• **Stated goal**:
Continue the passage on aligning prerecorded vocal backing tracks to a live vocal performance from the point where it ends.

• **Passage given**:
----

The identification and extraction of the vocal elements from the vocalist's live performance could be performed at the remote venue. Alternatively, the identification and extraction of vocal elements from the vocal stream could be performed at the live performance venue. Dynamically controlling the timing of the prerecorded vocal backing track typically takes place at the live performance venue, but could take place at the remote location. The front-of-house mix engineer, or the playback engineer, may choose whether to send the dynamically-synchronized prerecorded vocal backing track or the vocalist's remote live vocal performance through the speakers to the audience. In either case, the video that the audience sees, and audio that the audience hears, are synchronized, without any modification to the video. This is because the video is a true representation of the vocalist's remote live vocal performance. With the prerecorded vocal backing track dynamically aligned to the vocalist's remote live vocal performance, the audience will hear the prerecorded vocal backing track in synch with the video that they see.

In another example, a second vocalist, such as a fan, may sing vocals of a first vocalist's songs on an interactive music platform. For example, a fan may perform the vocals of professional artist's song. The second vocalist's vocal performance is used as the control vocal to drive timing adjustments to the first vocalist's prerecorded vocal backing track. This reverses the conventional direction of alignment. In a conventional scenario, such as performing Karaoke, the second vocalist's performance follows the artist's prerecorded track and is what is heard by their audience. In contrast, using the methods, system, and devices of this disclosure, the second vocalist's live vocal performance is as a control input to modify the timing, and optionally, prosody factors, of the prerecorded vocal backing track of the first vocalist. This results in an output where only the first vocalist's voice, from the prerecorded vocal backing track, is heard, but with timing and phrasing following the second vocalist's performance.

The second vocalist's live vocal performance may be used to produce a duet with the prerecorded vocal backing track of the first vocalist. As described above, the second vocalist's live vocal performance modifies the timing of the prerecorded vocal backing track and may also be used to adjust prosody factors of the original vocalist's performance on the prerecorded vocal backing track. In this scenario, however, the second vocalist's vocal performance is retained in the final mix includes both a mix of the second vocalist's live vocal performance and the original artist's vocal performance. In one instance, the relative level between the second vocalist's live vocal performance and the original artist's vocal performance may be set to a predetermined ratio, or mix. In another instance, the relative level between the second vocalist's live vocal performance and the original artist's vocal performance may be may be adjustable. Alternatively, the second vocalist may choose between a predetermined mix or an adjustable mix.

The following are examples of how the Inventor's systems, devices, and methods may be applied to scenarios where time aligning a vocal performance or adjusting prosody factors do not necessarily need to be carried out in realtime.

An example where the Inventor's systems, devices, and methods need not be carried out in realtime is in motion pictures, television shows, or music videos. Currently, in the motion picture, television, and music video industries, a performer, such as an actor or singer, mimes or mimics a prerecorded vocal backing track. The prerecorded vocal backing track may include their own, or someone else's performance.

----

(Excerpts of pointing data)
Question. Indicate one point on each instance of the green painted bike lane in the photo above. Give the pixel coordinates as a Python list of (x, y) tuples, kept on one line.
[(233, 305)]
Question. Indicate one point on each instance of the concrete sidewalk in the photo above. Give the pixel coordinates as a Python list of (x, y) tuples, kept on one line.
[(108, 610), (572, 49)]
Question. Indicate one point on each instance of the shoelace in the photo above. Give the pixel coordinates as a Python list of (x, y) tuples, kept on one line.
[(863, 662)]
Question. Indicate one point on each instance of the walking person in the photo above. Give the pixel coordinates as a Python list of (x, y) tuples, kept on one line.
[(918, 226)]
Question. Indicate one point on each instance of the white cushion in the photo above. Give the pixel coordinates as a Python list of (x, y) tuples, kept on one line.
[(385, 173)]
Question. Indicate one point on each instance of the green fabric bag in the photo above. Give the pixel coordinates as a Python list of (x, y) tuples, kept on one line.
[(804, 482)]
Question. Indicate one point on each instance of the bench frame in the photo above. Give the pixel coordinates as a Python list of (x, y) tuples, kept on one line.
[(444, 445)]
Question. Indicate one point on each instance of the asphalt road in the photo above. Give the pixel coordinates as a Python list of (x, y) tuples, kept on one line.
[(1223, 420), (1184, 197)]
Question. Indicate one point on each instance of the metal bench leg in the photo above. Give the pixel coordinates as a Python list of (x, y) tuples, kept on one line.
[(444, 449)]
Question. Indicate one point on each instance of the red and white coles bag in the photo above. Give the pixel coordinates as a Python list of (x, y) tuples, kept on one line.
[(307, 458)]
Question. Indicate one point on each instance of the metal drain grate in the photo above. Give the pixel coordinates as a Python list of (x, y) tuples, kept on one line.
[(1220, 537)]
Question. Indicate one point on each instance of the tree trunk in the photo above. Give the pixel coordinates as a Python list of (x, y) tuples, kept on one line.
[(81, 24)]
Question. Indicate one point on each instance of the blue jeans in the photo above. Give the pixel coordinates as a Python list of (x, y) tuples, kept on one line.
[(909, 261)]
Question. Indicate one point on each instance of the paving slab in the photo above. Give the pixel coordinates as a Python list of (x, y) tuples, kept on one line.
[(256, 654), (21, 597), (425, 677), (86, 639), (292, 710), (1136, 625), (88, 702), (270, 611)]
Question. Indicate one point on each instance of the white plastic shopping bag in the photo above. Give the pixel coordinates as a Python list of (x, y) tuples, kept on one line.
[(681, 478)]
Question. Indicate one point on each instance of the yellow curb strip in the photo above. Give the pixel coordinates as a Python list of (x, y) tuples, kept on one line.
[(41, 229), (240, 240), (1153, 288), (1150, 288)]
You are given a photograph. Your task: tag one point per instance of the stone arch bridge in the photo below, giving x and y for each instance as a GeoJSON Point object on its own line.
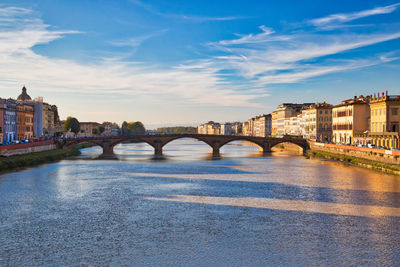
{"type": "Point", "coordinates": [159, 141]}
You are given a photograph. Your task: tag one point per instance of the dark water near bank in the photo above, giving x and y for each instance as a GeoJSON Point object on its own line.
{"type": "Point", "coordinates": [187, 210]}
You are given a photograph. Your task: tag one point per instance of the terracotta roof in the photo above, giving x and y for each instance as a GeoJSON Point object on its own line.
{"type": "Point", "coordinates": [24, 96]}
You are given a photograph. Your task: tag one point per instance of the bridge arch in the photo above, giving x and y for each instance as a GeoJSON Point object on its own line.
{"type": "Point", "coordinates": [71, 144]}
{"type": "Point", "coordinates": [302, 144]}
{"type": "Point", "coordinates": [191, 137]}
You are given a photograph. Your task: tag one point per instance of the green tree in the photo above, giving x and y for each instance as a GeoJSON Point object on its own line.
{"type": "Point", "coordinates": [98, 130]}
{"type": "Point", "coordinates": [136, 128]}
{"type": "Point", "coordinates": [132, 128]}
{"type": "Point", "coordinates": [72, 124]}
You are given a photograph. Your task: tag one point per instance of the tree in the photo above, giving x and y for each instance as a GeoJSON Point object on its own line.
{"type": "Point", "coordinates": [55, 110]}
{"type": "Point", "coordinates": [72, 125]}
{"type": "Point", "coordinates": [98, 130]}
{"type": "Point", "coordinates": [136, 128]}
{"type": "Point", "coordinates": [132, 128]}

----

• **In response**:
The Inventor's systems, devices, and methods time-align the prerecorded vocal backing track to the motion picture visual images by dynamically controlling the timing, and optionally, prosody factors, of the prerecorded vocal backing track using the vocal elements extracted from the performer's vocal performance. The performer's singing is recorded while making the motion picture or music video. Vocal elements are extracted from the recording and, optionally, a timing map may be created. Vocal elements extracted from the vocalist's performance may be used to control the prerecorded vocal track during post production, or editing. This results in audio that is lip synchronized to the motion picture or video stream without manipulation of video or video timing.

Using the same principle, a fan or other content creator could record audio and video of themselves singing on their mobile device or computer and upload the saved performance to a cloud-based platform. Examples of cloud-based platform, include YouTube, Vimeo, TikTok, or Instagram. Vocal elements extracted from the uploaded file control the timing, and optionally, prosody factors, of a prerecorded vocal backing track to match the fan or content creator's performance.

For example, a fan, or content creator, could record a video of themselves, or someone else, performing a cover of an artist's prerecorded vocal track. A music cover tool, using aspects of the Inventor's systems, methods, or devices, could synchronize or modify prosody factors of the artist's prerecorded vocal track to the fan's vocal performance. The resulting time synchronized, or prosody factor-modified prerecorded vocal backing track can be combined with the original video image file and published on the cloud-based platform.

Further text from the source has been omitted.